*Exercise tasks*:
a) Transcribe everything in the aerial spraying article from "The Philippines Department" down to "the neighbouring community.".
b) Summarize the aerial spraying article in two sentences.
c) Resume the aerial spraying article, starting after its last sentence.

*Text block*:
An expert on aerial crop spraying believes that the Philippines comply with international standards on the practice, after spending three days in Mindanao observing spraying to combat sigatoka disease.
Dr Andrew Hewitt has worked on aerial spraying in Australia, New Zealand, Canada, the UK, the US, Malaysia, Costa Rica, Chile and other Latin American countries, the Business Mirror reported.
The Philippines Department of Health last year recommended the banning of aerial crop spraying after expressing concerns that ‘drift' from the practice posed a threat to the health of people in nearby communities, but Dr Hewitt believes this method is the safest from of application.
'The spraying that we observed was very professional,' he said in a press release.
'I believe that the aircraft is the better application method, precisely putting the spray on the crop without drifting to the neighbouring community.
'In the US, they do a lot of spraying of rice, for example, cotton, grains and many crops, with aircraft. And it is done safely, and it is regulated and is done professionally.
'In Queensland, where I worked in Australia, they spray bananas with aircraft and that's done very safely and there's no health issue,' he added.
Dr Hewitt said that aerial spraying performs better than ground spraying because aircraft spray downwards onto the banana plant, as opposed to upwards or sideways which increases the chance of missing the target.

*Supplied information*:
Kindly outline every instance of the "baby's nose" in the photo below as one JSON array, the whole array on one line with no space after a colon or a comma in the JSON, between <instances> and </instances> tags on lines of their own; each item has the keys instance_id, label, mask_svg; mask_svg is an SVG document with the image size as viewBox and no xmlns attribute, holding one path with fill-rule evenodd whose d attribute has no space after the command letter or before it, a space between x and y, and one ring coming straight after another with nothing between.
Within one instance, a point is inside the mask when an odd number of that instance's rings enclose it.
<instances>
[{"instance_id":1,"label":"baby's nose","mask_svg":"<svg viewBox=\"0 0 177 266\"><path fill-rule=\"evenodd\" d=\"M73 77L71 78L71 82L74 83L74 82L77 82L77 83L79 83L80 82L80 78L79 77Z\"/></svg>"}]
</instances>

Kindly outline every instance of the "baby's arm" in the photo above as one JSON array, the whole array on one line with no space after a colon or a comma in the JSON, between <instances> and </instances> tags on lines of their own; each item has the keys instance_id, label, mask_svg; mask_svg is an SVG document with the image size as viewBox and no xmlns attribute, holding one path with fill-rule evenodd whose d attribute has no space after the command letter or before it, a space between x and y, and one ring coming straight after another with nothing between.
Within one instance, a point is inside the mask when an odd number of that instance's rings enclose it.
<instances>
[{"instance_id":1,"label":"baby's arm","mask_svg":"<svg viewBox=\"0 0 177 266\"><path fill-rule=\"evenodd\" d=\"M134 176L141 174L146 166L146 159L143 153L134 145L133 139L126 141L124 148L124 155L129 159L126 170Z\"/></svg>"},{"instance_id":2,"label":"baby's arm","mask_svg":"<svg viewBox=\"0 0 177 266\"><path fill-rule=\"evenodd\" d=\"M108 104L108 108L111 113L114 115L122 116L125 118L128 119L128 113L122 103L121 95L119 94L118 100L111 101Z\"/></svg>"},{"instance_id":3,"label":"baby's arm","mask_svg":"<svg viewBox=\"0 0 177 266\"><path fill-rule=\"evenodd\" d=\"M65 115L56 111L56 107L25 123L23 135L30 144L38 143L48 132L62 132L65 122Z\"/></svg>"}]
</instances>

*Your responses*:
a)
The Philippines Department of Health last year recommended the banning of aerial crop spraying after expressing concerns that ‘drift' from the practice posed a threat to the health of people in nearby communities, but Dr Hewitt believes this method is the safest from of application.
'The spraying that we observed was very professional,' he said in a press release.
'I believe that the aircraft is the better application method, precisely putting the spray on the crop without drifting to the neighbouring community.

b) After spending three days in Mindanao observing spraying against sigatoka disease, aerial crop spraying expert Dr Andrew Hewitt believes the Philippines comply with international standards on the practice. Although the Philippines Department of Health recommended banning aerial spraying last year over concerns that drift threatened nearby communities, Dr Hewitt considers aircraft the better application method because they spray downward onto the banana plant rather than upward or sideways.

c)
After spending years conducting extensive research throughout the globe on the safest methods of spraying, Dr Hewitt is convinced that aerial application is the safest and most effective way of controlling disease.
'In the US, we spent US$23m in looking at drift from aerial spraying as well as other spray types. So we did hundreds of studies into different aircraft, nozzles, droplet size, temperature, relative humidity, wind speed, height of the aircraft, and we developed models that we can then use to help us spray safely.
'My opinion is that you have these things in place in the Philippines, but maybe not formally in a written document as a national standard. So that is something I'd be pleased to help draft - a single page of guidelines for how you should spray,' Dr Hewitt said.